• WORK TO BE COMPLETED: Give these lines again, with every "help a great deal" swapped for "be very useful" and nothing else changed.

• SUPPLIED MATERIAL:
——————

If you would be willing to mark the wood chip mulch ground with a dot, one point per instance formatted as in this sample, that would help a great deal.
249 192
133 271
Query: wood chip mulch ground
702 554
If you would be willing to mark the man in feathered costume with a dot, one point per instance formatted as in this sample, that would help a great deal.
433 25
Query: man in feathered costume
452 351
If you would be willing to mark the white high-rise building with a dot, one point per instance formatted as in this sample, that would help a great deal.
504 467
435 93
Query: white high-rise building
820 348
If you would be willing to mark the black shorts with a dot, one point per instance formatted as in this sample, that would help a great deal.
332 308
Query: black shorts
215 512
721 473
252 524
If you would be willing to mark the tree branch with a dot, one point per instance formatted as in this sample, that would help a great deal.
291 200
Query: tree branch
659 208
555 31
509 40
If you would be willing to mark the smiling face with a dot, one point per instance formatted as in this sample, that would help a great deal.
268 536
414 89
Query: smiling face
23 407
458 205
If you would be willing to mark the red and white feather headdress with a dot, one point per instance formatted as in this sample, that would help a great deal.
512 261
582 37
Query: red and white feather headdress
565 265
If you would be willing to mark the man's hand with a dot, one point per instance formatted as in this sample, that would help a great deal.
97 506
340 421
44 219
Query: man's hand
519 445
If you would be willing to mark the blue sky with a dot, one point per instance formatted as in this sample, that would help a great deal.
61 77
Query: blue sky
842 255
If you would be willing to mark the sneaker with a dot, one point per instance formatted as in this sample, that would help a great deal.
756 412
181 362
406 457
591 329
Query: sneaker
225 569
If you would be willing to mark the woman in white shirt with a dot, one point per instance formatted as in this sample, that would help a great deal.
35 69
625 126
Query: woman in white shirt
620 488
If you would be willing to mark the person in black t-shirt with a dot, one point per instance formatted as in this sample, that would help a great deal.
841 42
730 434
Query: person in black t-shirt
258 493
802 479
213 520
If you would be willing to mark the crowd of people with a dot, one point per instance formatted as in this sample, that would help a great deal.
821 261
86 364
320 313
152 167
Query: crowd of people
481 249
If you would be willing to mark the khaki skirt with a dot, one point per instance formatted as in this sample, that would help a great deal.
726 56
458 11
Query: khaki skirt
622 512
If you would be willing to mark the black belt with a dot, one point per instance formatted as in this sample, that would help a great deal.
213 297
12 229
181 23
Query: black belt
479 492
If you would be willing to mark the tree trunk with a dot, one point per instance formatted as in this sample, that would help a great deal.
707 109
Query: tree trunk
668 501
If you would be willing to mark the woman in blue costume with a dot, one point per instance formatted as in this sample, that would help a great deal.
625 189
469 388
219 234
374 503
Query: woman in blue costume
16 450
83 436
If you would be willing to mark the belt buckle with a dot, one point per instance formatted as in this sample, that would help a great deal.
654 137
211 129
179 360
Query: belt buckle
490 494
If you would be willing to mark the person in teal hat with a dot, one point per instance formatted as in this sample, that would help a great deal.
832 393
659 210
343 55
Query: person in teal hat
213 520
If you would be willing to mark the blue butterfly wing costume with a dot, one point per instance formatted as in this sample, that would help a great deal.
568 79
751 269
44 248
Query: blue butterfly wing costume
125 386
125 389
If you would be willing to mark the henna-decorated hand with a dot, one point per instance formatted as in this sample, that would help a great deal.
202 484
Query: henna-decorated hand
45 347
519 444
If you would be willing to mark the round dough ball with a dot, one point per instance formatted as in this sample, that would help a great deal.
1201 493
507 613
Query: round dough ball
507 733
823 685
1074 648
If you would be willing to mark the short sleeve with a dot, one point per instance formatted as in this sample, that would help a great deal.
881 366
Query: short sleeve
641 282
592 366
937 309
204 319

——————

• TASK RESULT:
If you would be willing to mark the wood chip mulch ground with a dot, one point per instance formatted as in this sample, that would be very useful.
249 192
133 271
Query: wood chip mulch ground
702 554
If you would be willing to mark the man in feathered costume with a dot, one point per instance formatted as in this sample, that would be very useful.
433 25
Query: man in feathered costume
452 351
If you would be willing to mark the white high-rise building with a dot, one point per instance formatted as in this sample, that would be very useful.
504 467
435 93
Query: white high-rise building
820 348
If you would be willing to mark the black shorts with a dot, one point per instance formatted as in this sample, that would be very useful.
332 308
Query: black shorts
215 512
721 473
252 524
If you would be willing to mark the tree branch with a dot, one point per instance formatted as in this sample, that would be very useful.
291 200
Query: tree branch
659 208
555 31
509 40
If you would be willing to mark the smiling face with a dot, one point per instance formatted as in this sample, that would be very useful.
268 536
414 89
Query: smiling face
23 407
458 205
If you would be willing to mark the red and white feather headdress with a dot, one point per instance formatted as in this sample, that would be very useful.
512 261
582 37
Query: red and white feather headdress
565 265
If you would be willing to mark the man's hand with a dot, one point per instance formatted as in this sample, that would be very useful.
97 506
340 421
44 219
Query: man's hand
519 445
If you would be willing to mark the blue sky with a dot, one point per instance formatted as in this sample, that would be very useful.
61 77
Query: blue sky
842 255
If you would be willing to mark the sneaker with a dot, one point per instance formatted as in this sample, that would be very useful.
756 412
181 362
406 457
591 329
Query: sneaker
225 569
If you would be willing to mark the woman in white shirt with a dot, one point per instance formatted as in this sample, that would be very useful.
35 69
625 126
Query: woman in white shirt
620 488
If you would be willing to mark the person in black t-shirt with a dot, one point per instance formatted as in this sample, that would be very useful.
841 42
730 434
Query: person in black t-shirt
258 493
802 479
213 520
If you would be willing to mark the crowd of people with a dot, one point per instance formatted as in this sample, that would be very useful.
821 261
86 364
320 313
152 167
Query: crowd of people
481 249
If you would be willing to mark the khaki skirt with a dot, one point per instance formatted as in this sample, that would be very useful.
726 56
458 11
Query: khaki skirt
622 512
If you would be willing to mark the black belt with a dot, one point per instance formatted as in this sample, that would be very useful.
213 297
12 229
181 23
Query: black belt
479 492
If you would be willing to mark the tree trunk with a dot, one point per instance formatted as in this sample, that would be very useful.
707 109
Query: tree trunk
668 501
If you would be willing to mark the woman in blue costume with a dot, one point per instance formatted as in this sample, that would be very useful.
625 189
469 388
219 234
374 503
Query: woman in blue costume
16 450
83 436
If you would be willing to mark the belt buckle with a dot, one point per instance formatted as in this sample, that would be very useful.
654 137
211 129
179 360
Query: belt buckle
490 494
If you would be willing to mark the person in teal hat with a dot, one point per instance formatted as in this sample, that would be very useful.
832 393
659 210
343 55
Query: person in teal hat
213 520
If you would be willing to mark the blue butterfly wing costume with a dot, one point per instance formatted as in this sample, that would be very useful.
568 79
751 269
44 248
Query: blue butterfly wing costume
125 386
125 389
If you would be willing to mark the henna-decorated hand with a dot, one point per instance formatted as in this sample, that would be very useful.
202 484
Query: henna-decorated hand
45 347
519 444
If you would be willing to mark the round dough ball with a dot, one point per instance formatted as in this sample, that would be very useful.
1201 493
507 613
Query: round dough ball
507 733
823 685
1074 648
If you would be willing to mark the short sleeve with a dot, one point per instance formatted as in this sample, that would be very useful.
881 366
Query: short sleeve
641 282
592 366
937 309
204 319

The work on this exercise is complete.